_EXERCISE REQUIREMENTS_
Type the records out again in full, exactly.

* begin INPUT *

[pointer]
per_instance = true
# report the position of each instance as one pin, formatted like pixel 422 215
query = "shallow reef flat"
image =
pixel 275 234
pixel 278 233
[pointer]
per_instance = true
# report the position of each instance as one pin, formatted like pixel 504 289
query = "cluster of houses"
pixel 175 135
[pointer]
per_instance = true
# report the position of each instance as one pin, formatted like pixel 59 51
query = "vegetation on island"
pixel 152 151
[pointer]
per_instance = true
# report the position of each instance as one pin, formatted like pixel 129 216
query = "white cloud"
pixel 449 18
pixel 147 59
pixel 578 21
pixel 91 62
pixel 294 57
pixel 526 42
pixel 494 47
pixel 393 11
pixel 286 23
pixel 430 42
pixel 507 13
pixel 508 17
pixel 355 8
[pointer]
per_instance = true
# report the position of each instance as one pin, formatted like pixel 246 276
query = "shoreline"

* end INPUT *

_ANSWER_
[pointer]
per_instance = true
# report the position of each instance as one pin, formatted like pixel 422 215
query = "shallow reef flat"
image =
pixel 275 234
pixel 278 233
[pointer]
per_instance = true
# report the position of each instance as one pin, formatted like pixel 504 289
query = "cluster of houses"
pixel 175 135
[pointer]
per_instance = true
# report the position of each instance as one pin, formatted like pixel 59 51
query = "vegetation on island"
pixel 152 151
[pointer]
per_instance = true
# report the position of each instance as one pin, formatted like pixel 129 216
query = "white cloud"
pixel 449 18
pixel 147 59
pixel 578 21
pixel 91 62
pixel 294 57
pixel 526 42
pixel 494 47
pixel 393 11
pixel 286 23
pixel 430 42
pixel 507 13
pixel 508 17
pixel 355 8
[pointer]
per_instance = true
# report the position of each instance as one pin, formatted like pixel 246 276
query = "shoreline"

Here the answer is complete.